» **Work instruction A**
Answer these questions using the essay about the attack at the University of Waterloo:
(i) What kind of course was the colleague teaching when she was stabbed?
(ii) In what year did the violence in Montreal take place?
(iii) Where did the murders of Amish women and girls happen?
» **Work instruction B**
Write out the part of the essay about the attack at the University of Waterloo between "My colleague —" and "and her work.", inclusive, substituting "attacked" for "stabbed".
» **Work instruction C**
In one to three sentences, explain why the writer of the essay about the attack at the University of Waterloo is against more security and new ways to lock down the university.

» **Page text**

* * * *

We cannot barricade ourselves within the ivory tower
A professor reflects on the recent attack on two students and a professor at the University of Waterloo.
My colleague — a friend — was stabbed last week while teaching a gender studies course at the University of Waterloo. In an attack that mirrors others we’ve seen before, someone targeted her classroom and tried to harm her and her students in what has been reported as “a hate-motivated incident related to gender expression and gender identity.”
I was travelling when it happened and felt a deep compulsion to come home immediately and lay down in front of her office. I wanted to be there, to stand between the symbolic space of her work and the outside world, my body itself a barrier. I’m not sure I’m explaining it correctly. I’m not sure I can. I just want to lie myself down at her office door. I want to stand sentry for her and her work.
I have written and spoken about attacks like this before – largely about the violence that happened in Montreal in 1989 (the Montreal Massacre) – but also the van attack in Toronto and the murders of Amish women and girls in Nickel Mines, Pennsylvania. There are many other examples. But it is these attacks related to women and gender with which I am most familiar. And in my research, I have come to understand this kind of violence is mostly done by those who are angry and afraid. Men, most often, who feel entitled to a life that is not theirs and blame others for their exclusion. It is a compelling narrative for those who feel that they have not obtained the lives they feel they deserve-– that it is immigrants, trans folks, or women who have taken what is rightfully theirs, and they feel that it is their duty to reclaim it. It is no coincidence that these attacks occur when long-marginalized groups have made gains. The university is a relatively public place, and those who think they have been wronged feel they can come in to take it back, to take us down.
Recently, I attended a panel discussion on gender-based violence, led by colleagues who have experienced death threats and threats to their classrooms because they dare to teach about gender, racism, immigration, Indigeneity, or otherwise are seen to challenge what the professoriate looks like. Colleague after colleague described how they experience these threats, noting that while new security protocols are in place, or their office numbers are no longer listed online, they have also just learned to live with it. As I was thinking about these colleagues and this panel, another friend wrote to check in on me, asking how the university will support us all in the wake this trauma. I answer that I struggle to think about what I want because I have come to expect so little.
However, I want to be clear: I do not want new barriers to accessing our institutions of learning. As social media posts proliferate, emails roll in, and news stories are posted, I have been seeing people call for increased security, new ways to lock down our university, to exclude international students, and to shut out a harmful, hateful world. Misogyny, hatred, racism and violence are often the result a toxic sense of entitlement, and a failure to understand the need for a more just society. And it is in our classrooms and collaborations that we can work together to reveal longstanding inequities, to undo that sense of entitlement. We do not need surveillance and policing that will protect those with resources and privilege, while scrutinizing and punishing those already marginalized, including those already under attack. We cannot barricade ourselves within the ivory tower. I cannot lay down in front of her office door.
Instead, we must continue to teach and learn and question and work towards a more just world. We must work together to feel safe, to call out hate, and recommit to institutions of teaching and learning that enable inclusion and understanding. This trauma for my colleague, for her students, for our community will be long-lasting. We have a lot to learn from the feminist professors teaching and working at the time of the Montreal Massacre who were also shocked and traumatized; but they continued to speak out about inequity, to question the status quo, to be feminists, and to teach about gender in the wake of unthinkable violence. We will too.
Alana Cattapan is an assistant professor of political science and holds the Canada Research Chair in the politics of reproduction at the University of Waterloo.

* * * *

» **Entries provided**
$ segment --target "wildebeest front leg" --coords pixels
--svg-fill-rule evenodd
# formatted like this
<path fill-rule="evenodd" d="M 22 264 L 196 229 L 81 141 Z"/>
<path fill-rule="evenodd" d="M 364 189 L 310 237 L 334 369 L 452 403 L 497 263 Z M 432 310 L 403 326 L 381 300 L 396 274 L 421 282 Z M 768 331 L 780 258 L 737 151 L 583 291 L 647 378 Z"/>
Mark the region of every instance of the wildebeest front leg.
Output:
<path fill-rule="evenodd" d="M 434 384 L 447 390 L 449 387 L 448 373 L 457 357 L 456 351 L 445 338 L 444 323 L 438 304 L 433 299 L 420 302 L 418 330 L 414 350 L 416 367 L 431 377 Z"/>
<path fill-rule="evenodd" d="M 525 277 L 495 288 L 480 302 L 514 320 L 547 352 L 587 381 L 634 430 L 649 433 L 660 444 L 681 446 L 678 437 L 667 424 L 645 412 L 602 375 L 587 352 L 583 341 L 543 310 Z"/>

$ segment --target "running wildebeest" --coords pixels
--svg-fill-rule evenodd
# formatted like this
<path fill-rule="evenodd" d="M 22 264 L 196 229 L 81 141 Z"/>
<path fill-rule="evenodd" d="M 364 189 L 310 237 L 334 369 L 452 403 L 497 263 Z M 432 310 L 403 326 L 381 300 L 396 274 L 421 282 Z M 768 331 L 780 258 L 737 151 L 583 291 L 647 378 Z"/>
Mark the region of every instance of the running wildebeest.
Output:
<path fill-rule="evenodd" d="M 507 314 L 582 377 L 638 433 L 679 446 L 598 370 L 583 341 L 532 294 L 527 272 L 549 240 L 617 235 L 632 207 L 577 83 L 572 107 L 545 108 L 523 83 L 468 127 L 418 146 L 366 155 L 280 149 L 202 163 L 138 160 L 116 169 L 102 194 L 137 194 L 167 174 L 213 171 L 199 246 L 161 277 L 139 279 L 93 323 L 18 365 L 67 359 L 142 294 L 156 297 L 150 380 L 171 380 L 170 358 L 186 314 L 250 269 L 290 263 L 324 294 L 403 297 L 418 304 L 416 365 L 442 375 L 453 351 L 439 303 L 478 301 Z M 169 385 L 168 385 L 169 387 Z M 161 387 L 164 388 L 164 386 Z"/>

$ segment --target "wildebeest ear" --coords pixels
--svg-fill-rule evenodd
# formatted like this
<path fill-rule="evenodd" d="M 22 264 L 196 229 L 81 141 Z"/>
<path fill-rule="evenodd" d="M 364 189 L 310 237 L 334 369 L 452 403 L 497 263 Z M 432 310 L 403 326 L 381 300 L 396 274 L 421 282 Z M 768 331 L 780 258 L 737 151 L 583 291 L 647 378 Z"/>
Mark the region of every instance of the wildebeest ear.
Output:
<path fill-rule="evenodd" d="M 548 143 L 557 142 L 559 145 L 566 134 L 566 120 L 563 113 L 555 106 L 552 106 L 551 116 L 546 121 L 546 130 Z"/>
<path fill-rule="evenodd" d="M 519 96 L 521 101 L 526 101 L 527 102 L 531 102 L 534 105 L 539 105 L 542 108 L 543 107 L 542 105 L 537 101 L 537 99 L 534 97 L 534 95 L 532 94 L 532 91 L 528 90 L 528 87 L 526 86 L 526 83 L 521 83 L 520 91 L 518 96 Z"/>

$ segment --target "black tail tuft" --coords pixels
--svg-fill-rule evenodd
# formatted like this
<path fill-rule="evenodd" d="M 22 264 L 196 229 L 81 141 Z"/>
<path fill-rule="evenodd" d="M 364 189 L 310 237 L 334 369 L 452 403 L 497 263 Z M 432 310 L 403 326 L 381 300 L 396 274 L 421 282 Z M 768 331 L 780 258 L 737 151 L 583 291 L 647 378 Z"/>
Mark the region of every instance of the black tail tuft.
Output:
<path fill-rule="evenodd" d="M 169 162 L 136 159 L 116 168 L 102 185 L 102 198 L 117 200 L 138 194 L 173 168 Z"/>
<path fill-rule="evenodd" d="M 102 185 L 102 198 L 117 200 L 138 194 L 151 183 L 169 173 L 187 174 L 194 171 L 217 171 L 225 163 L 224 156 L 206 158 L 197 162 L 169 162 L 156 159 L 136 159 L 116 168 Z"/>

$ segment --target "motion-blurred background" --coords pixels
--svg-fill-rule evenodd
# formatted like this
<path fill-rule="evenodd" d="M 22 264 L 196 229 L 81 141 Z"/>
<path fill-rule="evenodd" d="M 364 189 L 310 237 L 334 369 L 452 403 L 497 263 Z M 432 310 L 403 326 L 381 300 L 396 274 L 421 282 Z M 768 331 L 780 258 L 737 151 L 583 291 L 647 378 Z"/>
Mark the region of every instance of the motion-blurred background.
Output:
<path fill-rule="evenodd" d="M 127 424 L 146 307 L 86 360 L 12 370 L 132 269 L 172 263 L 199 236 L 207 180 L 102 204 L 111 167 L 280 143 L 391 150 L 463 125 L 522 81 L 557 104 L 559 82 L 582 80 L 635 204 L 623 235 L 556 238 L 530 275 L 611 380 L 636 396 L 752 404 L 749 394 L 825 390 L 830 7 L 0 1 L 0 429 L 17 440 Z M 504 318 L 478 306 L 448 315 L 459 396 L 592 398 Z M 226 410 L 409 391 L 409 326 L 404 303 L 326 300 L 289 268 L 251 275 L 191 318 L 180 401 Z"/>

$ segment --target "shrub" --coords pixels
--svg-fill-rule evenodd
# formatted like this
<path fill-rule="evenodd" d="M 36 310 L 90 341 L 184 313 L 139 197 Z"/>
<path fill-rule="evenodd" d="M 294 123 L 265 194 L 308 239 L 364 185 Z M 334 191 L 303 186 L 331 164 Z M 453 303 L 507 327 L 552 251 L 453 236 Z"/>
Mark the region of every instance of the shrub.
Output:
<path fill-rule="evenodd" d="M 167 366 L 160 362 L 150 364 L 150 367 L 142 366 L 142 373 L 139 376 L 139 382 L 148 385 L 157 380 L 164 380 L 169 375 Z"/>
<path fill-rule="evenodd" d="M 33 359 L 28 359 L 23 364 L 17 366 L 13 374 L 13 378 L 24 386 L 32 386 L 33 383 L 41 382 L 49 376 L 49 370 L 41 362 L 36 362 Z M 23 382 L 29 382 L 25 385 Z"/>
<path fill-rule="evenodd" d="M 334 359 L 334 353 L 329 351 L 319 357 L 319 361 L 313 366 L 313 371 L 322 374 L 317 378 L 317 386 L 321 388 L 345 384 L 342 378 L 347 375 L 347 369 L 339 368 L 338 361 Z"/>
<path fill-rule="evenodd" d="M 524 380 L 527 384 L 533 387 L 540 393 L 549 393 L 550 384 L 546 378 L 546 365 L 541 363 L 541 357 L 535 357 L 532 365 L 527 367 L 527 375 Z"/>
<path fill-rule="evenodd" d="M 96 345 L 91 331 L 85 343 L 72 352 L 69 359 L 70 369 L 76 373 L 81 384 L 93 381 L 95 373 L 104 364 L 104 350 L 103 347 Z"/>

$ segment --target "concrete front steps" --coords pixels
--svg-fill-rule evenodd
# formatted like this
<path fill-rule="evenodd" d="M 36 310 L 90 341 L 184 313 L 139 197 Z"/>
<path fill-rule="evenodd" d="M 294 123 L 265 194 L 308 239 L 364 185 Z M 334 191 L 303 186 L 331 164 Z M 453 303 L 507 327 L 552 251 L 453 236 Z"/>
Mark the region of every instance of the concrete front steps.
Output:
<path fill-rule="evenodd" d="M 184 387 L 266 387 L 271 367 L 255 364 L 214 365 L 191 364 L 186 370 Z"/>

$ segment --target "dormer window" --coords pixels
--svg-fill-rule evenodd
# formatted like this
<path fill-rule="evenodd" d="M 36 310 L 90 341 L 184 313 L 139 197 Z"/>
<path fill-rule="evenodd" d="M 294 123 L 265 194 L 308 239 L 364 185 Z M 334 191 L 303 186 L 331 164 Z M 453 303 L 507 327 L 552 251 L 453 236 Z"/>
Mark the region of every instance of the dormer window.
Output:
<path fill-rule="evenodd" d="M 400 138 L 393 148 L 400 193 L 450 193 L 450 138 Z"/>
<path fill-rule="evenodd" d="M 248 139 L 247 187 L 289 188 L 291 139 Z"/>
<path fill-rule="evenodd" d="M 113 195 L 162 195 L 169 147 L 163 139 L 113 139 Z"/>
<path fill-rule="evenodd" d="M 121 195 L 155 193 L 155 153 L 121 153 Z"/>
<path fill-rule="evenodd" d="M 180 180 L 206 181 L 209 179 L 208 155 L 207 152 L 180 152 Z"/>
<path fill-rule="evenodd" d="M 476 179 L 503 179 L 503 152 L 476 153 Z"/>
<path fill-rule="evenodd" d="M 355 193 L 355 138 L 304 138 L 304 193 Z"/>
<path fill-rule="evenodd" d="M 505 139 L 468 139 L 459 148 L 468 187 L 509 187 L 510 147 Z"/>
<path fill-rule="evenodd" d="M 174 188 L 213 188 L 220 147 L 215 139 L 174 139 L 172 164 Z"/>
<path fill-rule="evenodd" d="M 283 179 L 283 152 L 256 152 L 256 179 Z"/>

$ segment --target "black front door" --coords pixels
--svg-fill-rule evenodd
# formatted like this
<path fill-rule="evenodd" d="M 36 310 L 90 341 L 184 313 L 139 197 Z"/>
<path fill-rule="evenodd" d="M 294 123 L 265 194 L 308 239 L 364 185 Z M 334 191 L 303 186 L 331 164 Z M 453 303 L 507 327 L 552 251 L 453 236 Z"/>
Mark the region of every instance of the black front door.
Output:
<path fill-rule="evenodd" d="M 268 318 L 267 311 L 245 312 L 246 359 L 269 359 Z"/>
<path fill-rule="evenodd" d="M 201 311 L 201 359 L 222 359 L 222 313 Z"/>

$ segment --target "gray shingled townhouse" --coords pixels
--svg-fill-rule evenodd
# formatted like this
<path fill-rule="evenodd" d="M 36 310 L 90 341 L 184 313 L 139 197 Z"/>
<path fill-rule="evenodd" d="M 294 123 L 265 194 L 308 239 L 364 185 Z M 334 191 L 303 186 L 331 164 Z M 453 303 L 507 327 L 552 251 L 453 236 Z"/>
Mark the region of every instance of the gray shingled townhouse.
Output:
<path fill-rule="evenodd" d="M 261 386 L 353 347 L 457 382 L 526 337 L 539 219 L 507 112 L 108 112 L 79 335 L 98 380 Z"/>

* * * *

» **Expected output A**
(i) A gender studies course.
(ii) 1989.
(iii) Nickel Mines, Pennsylvania.

» **Expected output B**
My colleague — a friend — was attacked last week while teaching a gender studies course at the University of Waterloo. In an attack that mirrors others we’ve seen before, someone targeted her classroom and tried to harm her and her students in what has been reported as “a hate-motivated incident related to gender expression and gender identity.”
I was travelling when it happened and felt a deep compulsion to come home immediately and lay down in front of her office. I wanted to be there, to stand between the symbolic space of her work and the outside world, my body itself a barrier. I’m not sure I’m explaining it correctly. I’m not sure I can. I just want to lie myself down at her office door. I want to stand sentry for her and her work.

» **Expected output C**
The writer says surveillance and policing would protect those with resources and privilege while scrutinizing and punishing people who are already marginalized, including those already under attack. The writer also sees classrooms and collaborations as the places where people can work together to reveal longstanding inequities and undo the sense of entitlement behind such violence.